=== PROBLEM DESCRIPTION ===
Format the lines running from the line containing "[locate] woman's hand" through the end of the entries below as a JSON list of strings, one string per line, with blank lines omitted.

[Dataset entries]
---------------

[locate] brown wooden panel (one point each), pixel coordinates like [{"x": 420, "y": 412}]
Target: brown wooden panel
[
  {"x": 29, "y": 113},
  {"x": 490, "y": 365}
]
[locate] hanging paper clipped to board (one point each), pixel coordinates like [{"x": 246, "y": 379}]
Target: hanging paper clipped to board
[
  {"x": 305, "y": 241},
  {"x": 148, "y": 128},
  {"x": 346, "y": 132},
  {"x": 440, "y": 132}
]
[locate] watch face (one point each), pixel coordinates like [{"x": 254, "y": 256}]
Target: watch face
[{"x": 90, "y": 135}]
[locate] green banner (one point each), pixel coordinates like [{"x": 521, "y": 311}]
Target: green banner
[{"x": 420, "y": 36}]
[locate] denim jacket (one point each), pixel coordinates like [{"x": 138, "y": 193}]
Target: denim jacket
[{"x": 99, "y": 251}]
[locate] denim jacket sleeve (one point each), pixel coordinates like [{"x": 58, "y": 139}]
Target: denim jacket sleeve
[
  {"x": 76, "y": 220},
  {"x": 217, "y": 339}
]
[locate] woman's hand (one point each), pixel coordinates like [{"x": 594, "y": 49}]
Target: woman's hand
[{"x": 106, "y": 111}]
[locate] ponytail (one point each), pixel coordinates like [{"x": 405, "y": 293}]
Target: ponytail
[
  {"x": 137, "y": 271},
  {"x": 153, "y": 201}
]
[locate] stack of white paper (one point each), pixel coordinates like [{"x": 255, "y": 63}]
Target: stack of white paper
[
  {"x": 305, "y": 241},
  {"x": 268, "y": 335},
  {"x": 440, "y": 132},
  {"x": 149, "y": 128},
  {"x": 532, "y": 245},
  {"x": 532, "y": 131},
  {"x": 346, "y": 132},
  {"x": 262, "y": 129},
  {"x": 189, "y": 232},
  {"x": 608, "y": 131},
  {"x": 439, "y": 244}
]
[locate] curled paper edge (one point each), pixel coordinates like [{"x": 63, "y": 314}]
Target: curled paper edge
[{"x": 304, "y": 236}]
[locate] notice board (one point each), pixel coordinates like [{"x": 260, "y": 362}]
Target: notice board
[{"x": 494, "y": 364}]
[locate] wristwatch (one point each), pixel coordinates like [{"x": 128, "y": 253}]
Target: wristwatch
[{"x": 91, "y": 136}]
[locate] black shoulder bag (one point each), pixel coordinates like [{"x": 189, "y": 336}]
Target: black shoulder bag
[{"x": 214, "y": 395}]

---------------

=== WRITTEN ANSWER ===
[
  "[locate] woman's hand (one point each), pixel coordinates like [{\"x\": 594, \"y\": 49}]",
  "Target: woman's hand",
  "[{\"x\": 106, \"y\": 111}]",
  "[locate] ponytail (one point each), pixel coordinates like [{\"x\": 405, \"y\": 293}]",
  "Target: ponytail",
  "[",
  "  {\"x\": 137, \"y\": 271},",
  "  {\"x\": 153, \"y\": 201}",
  "]",
  "[locate] stack of white paper (one point each), pixel coordinates like [{\"x\": 255, \"y\": 63}]",
  "Target: stack of white paper",
  "[",
  "  {\"x\": 305, \"y\": 241},",
  "  {\"x\": 268, \"y\": 335},",
  "  {\"x\": 440, \"y\": 132},",
  "  {\"x\": 149, \"y\": 128},",
  "  {\"x\": 532, \"y\": 245},",
  "  {\"x\": 532, \"y\": 131},",
  "  {\"x\": 346, \"y\": 132},",
  "  {\"x\": 262, \"y\": 129},",
  "  {\"x\": 189, \"y\": 232},",
  "  {\"x\": 608, \"y\": 131},",
  "  {\"x\": 439, \"y\": 244}",
  "]",
  "[locate] curled paper edge (one point each), pixel coordinates like [{\"x\": 63, \"y\": 314}]",
  "Target: curled paper edge",
  "[{\"x\": 304, \"y\": 236}]",
  "[locate] notice board (one point each), pixel coordinates like [{\"x\": 260, \"y\": 362}]",
  "Target: notice board",
  "[{\"x\": 494, \"y\": 364}]",
  "[locate] wristwatch (one point each), pixel coordinates like [{\"x\": 128, \"y\": 253}]",
  "Target: wristwatch",
  "[{\"x\": 91, \"y\": 136}]",
  "[locate] black shoulder bag (one point each), pixel coordinates like [{\"x\": 189, \"y\": 336}]",
  "Target: black shoulder bag",
  "[{\"x\": 214, \"y\": 395}]"
]